-- 取り組む問題 --
マルチチャネルアナライザに関する提示文を読み、次の問いに答えてください。
1. 本発明のマルチチャネルアナライザは、どのような測定を行なうことができるものとされていますか。
2. 変換手段は、パルス信号の電圧レベルをどのようなデータに変換しますか。
3. ヒストグラム解析部は何を求めますか。

-- 提示文 --
***
説明

マルチチャネルアナライザ

【課題】短い測定時間で、精度の高い測定を行なうことができるマルチチャネルアナライザを実現することにある。
【解決手段】放射線のエネルギーに対応したピーク値をもつパルス信号が入力され、パルス信号のピーク値を下限値と上限値とで選択してヒストグラムを生成するマルチチャネルアナライザに改良を加えたものである。本装置は、所定のサンプリングレートでパルス信号の電圧レベルをピーク値と同じ単位のデジタルデータに変換する変換手段と、この変換手段のデジタルデータからピーク値を検出するピーク検出部と、このピーク検出部による検出後に選択が行なわれたピーク値それぞれの度数を求めるヒストグラム解析部とを有することを特徴とするものである。

【発明の詳細な説明】
【技術分野】
【0001】
本発明は、放射線のエネルギーに対応したピーク値をもつパルス信号が入力され、このパルス信号のピーク値を下限値と上限値とで選択してヒストグラムを生成するマルチチャネルアナライザに関し、詳しくは、短い測定時間で、精度の高い測定を行なうことができるマルチチャネルアナライザに関するものである。
***
データセット項目
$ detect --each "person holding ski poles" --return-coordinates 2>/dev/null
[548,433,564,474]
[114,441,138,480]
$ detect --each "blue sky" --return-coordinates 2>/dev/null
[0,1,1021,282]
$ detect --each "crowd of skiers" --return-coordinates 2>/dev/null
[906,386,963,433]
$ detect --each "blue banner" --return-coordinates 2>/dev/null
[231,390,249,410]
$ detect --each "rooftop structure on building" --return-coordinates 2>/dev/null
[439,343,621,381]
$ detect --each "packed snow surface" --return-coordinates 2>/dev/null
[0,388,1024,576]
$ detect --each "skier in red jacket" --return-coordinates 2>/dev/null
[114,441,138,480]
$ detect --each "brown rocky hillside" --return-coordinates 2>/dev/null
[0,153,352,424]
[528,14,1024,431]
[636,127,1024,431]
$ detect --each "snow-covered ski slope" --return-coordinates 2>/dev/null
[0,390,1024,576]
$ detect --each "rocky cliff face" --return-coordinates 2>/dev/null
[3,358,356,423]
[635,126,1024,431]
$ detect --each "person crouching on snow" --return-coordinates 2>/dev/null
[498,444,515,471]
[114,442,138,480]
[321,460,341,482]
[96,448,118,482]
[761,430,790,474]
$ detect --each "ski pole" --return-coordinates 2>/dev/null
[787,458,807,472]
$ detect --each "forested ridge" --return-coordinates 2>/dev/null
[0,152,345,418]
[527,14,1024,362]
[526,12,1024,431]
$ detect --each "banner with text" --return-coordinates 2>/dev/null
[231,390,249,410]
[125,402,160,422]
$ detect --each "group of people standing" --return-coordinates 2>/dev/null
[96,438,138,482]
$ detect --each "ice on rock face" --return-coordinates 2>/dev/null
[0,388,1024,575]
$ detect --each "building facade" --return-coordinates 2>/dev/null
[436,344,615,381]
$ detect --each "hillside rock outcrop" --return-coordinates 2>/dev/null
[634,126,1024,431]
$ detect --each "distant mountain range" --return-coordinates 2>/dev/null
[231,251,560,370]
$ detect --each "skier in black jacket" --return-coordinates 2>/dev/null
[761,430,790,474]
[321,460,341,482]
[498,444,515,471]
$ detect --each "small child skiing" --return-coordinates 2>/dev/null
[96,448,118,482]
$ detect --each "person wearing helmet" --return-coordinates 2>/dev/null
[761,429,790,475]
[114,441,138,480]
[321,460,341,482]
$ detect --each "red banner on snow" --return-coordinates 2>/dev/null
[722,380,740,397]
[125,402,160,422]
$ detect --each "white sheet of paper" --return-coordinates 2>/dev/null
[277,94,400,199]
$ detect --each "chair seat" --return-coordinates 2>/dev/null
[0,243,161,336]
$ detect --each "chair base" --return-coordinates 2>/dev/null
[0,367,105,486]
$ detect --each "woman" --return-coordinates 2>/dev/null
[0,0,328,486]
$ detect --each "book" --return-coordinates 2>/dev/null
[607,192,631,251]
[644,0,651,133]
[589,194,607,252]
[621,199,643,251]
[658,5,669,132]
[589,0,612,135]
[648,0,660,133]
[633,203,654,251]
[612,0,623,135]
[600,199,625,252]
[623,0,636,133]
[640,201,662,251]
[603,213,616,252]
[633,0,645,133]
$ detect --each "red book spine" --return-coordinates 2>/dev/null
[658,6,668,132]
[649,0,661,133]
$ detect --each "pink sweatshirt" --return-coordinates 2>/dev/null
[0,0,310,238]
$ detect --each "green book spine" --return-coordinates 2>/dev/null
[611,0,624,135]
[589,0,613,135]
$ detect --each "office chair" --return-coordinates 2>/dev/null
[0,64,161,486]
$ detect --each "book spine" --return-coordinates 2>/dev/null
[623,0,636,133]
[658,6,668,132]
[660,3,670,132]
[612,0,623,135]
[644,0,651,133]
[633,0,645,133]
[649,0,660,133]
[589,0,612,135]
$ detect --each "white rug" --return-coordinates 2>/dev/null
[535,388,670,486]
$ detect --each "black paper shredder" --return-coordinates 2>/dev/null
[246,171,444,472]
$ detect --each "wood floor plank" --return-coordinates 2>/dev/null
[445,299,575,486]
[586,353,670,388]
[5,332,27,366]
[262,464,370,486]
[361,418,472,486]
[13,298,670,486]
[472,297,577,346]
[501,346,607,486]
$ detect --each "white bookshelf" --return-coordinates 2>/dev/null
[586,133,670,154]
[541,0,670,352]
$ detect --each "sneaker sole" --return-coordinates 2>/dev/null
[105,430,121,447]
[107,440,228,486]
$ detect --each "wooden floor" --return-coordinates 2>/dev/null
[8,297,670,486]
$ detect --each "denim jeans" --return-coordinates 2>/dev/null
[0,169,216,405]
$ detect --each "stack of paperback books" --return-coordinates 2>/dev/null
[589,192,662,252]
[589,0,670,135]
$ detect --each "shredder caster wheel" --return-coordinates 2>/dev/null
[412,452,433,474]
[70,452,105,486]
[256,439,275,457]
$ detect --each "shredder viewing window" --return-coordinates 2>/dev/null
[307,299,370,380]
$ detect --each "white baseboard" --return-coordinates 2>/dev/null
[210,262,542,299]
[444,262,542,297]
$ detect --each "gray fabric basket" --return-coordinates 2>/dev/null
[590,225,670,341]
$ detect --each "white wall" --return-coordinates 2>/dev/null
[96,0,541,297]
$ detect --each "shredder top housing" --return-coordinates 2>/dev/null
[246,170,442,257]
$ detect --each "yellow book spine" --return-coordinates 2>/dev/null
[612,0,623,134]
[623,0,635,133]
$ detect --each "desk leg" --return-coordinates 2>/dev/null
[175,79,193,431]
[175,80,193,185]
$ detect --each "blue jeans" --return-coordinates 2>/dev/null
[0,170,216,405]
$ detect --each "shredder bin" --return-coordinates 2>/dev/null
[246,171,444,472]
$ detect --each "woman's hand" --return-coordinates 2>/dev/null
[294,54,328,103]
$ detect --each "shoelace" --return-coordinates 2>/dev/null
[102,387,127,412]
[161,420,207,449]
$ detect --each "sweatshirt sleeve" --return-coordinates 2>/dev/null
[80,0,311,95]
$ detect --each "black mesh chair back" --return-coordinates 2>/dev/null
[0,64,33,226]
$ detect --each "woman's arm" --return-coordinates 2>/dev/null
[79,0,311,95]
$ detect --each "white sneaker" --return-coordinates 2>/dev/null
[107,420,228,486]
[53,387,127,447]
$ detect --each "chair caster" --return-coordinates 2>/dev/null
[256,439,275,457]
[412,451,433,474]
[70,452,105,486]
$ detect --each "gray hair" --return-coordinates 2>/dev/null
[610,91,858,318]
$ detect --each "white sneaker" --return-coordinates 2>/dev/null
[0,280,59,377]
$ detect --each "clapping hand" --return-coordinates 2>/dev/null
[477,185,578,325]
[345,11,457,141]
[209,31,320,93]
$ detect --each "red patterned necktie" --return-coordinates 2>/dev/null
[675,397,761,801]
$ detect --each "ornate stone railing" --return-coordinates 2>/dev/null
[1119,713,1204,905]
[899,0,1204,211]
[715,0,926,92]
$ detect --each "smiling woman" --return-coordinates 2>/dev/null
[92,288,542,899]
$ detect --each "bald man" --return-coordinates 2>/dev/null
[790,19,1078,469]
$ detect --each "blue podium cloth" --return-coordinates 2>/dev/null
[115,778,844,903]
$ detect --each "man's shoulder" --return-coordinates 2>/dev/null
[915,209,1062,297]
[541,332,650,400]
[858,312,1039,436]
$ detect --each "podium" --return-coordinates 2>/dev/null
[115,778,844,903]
***
-- 本問の解答 --
1. 短い測定時間で、精度の高い測定を行なうことができます。
2. 所定のサンプリングレートで、ピーク値と同じ単位のデジタルデータに変換します。
3. ピーク検出部による検出後に選択が行なわれたピーク値それぞれの度数を求めます。